Texto fornecido
16 Novembro 2016
Uma nova carta de quatro cardeais ao Papa Francisco, levantando "dúvidas" sobre a Amoris laetitia. Para o teólogo italiano Andrea Grillo, "os cardeais que sobem ao primeiro andar se sentam na janela e tentam, de algum modo, fazer com que a Igreja em saída volte a entrar, temem os hospitais de campanha, evitam os campos de refugiados".
Leigo casado, Grillo é professor do Pontifício Ateneu S. Anselmo, em Roma, do Instituto Teológico Marchigiano, em Ancona, e do Instituto de Liturgia Pastoral da Abadia de Santa Giustina, em Pádua.
O artigo foi publicado no seu blog Come Se Non, 14-11-2016. A tradução é de Moisés Sbardelotto.
Nota da IHU On-Line: A íntegra da carta, sob o título Criar clareza Alguns nós por resolver em "Amoris laetitia" - Um apelo, em espanhol, inglês, português, alemão e italiano, pode ser lida aqui.
Depois daqueles escritos durante o Sínodo, mais ou menos clandestinamente, outra carta, sempre com as assinaturas de costume, agora selecionadas [dos cardeais Walter Brandmüller, Raymond L. Burke, Carlo Caffarra e Joachim Meisner]. Mas, desta vez, não são expressados temores ou desejos. Não, esta é uma lista de "dúvidas".
O interessante é que a dúvida não é tanto sobre a Amoris laetitia, mas sobre o desígnio do papa como tal. Mas o efeito, inesperado, é que os quatro cardeais, formulando as suas cinco dúvidas, fazem surgir no povo de Deus três grandes certezas. A partir das suas cinco dúvidas, nascem as nossas três certezas.
A dinâmica eclesial também reserva essas surpresas. Se homens da Igreja experientes, depois de sete meses da apresentação do texto da Amoris laetitia, continuam "não entendendo" – ou não querendo entender – o que mudou e se agarram obstinadamente às suas "evidências suspeitas", tudo isso determina, no corpo eclesial , uma nova consciência, tão radical que se torna certeza. A sua desconfiança em relação à Amoris laetitia nos permite uma nova confiança com o Evangelho. Isso também, de certo modo, é ministério eclesial.
Na Igreja Católica, por causa de um histórico fato complexo, mas do qual esses Senhores Cardeais também deveriam ter se dado conta há muito tempo, pode acontecer que se fale uma linguagem que não tenha mais nenhuma referência à realidade. Pode-se falar de sujeitos casados perante a lei como se vivessem "more uxorio" e de "atos intrinsecamente negativos" como se estivessem fora da história. Na raiz desse mal-estar, está uma falta de reconhecimento da realidade e uma radical pretensão de autossuficiência. De nada vale a experiência: aprenderam a se esconder por trás da couraça de uma "ciência triste", identificada com o Evangelho, e têm a atitude de "defensores do bem das almas". Mas se perdeu o vínculo tanto com as almas quanto com o bem.

Tarefa proposta 1
Segundo o texto sobre a carta dos cardeais a respeito da Amoris laetitia, quem fez a tradução do artigo de Andrea Grillo?
Tarefa proposta 2
Prossiga o texto sobre a carta dos cardeais a respeito da Amoris laetitia a partir do ponto em que ele termina.

Dados fornecidos
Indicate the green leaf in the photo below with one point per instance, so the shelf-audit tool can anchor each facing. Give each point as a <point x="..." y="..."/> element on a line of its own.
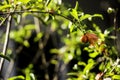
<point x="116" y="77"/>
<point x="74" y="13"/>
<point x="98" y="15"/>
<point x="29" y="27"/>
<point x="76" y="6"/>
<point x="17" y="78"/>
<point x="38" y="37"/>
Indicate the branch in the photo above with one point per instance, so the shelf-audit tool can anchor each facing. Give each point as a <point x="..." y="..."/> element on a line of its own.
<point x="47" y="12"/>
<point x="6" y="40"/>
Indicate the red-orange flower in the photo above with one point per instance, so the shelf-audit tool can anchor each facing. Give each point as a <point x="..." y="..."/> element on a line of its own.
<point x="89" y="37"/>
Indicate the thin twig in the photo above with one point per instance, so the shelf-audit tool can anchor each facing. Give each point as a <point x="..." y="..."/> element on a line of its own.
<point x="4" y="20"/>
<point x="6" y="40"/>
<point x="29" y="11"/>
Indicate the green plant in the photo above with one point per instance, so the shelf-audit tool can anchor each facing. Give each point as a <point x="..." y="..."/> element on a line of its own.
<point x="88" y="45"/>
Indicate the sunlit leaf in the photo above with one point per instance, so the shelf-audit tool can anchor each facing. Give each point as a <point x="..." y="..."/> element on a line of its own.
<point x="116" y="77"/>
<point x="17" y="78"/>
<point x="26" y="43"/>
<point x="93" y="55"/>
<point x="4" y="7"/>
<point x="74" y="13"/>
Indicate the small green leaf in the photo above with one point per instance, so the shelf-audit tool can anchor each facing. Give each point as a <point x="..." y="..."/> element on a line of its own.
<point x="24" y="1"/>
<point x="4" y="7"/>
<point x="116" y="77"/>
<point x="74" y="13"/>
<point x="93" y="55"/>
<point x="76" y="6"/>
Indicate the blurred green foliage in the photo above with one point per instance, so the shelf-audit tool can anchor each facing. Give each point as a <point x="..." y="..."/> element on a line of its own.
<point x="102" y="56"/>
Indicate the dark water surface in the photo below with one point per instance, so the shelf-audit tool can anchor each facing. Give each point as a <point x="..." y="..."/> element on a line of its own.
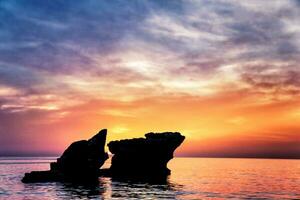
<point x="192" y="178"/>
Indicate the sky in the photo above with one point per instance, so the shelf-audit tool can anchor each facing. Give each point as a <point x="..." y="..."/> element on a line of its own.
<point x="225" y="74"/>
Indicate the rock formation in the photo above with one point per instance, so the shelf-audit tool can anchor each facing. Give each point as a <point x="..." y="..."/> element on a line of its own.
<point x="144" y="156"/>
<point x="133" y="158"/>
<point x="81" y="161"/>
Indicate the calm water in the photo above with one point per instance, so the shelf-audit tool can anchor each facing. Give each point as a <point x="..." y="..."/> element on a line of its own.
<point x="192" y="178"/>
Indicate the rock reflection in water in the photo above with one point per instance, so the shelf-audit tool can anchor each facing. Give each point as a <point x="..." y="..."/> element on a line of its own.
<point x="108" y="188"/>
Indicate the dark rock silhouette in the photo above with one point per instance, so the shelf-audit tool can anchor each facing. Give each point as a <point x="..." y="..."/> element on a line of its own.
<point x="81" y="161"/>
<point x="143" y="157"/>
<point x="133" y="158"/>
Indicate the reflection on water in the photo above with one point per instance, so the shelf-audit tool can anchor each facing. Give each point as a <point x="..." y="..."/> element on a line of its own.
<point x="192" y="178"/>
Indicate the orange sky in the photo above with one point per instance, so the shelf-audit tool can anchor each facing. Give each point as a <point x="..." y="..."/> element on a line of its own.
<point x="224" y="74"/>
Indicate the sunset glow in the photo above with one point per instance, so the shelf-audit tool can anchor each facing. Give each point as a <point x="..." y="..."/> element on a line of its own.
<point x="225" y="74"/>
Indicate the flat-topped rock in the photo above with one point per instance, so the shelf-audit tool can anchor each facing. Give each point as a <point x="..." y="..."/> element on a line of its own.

Resultado da tarefa 1
Moisés Sbardelotto.

Resultado da tarefa 2
Chegou o tempo em que é preciso escolher entre iniciar processos de conversão ou ocupar espaços de poder. A todo o custo, os quatro signatários consideram que, para um pastor e para um homem da Igreja, não há alternativa. Ele só pode ocupar espaços de poder e jogar bombas de gás lacrimogêneo para impedir a visão do real. E se usa de todos os meios. Principalmente, pretende-se que a Escritura e a Tradição estejam a serviço das operações de "imunização do real" perseguidas ao longo dos últimos 40 anos. O povo de Deus e o magistério eclesial olham para essas tentativas como se olha, com a justa compreensão, para as crianças, que, privadas do seu brinquedo preferido, batem os pés e pedem justiça.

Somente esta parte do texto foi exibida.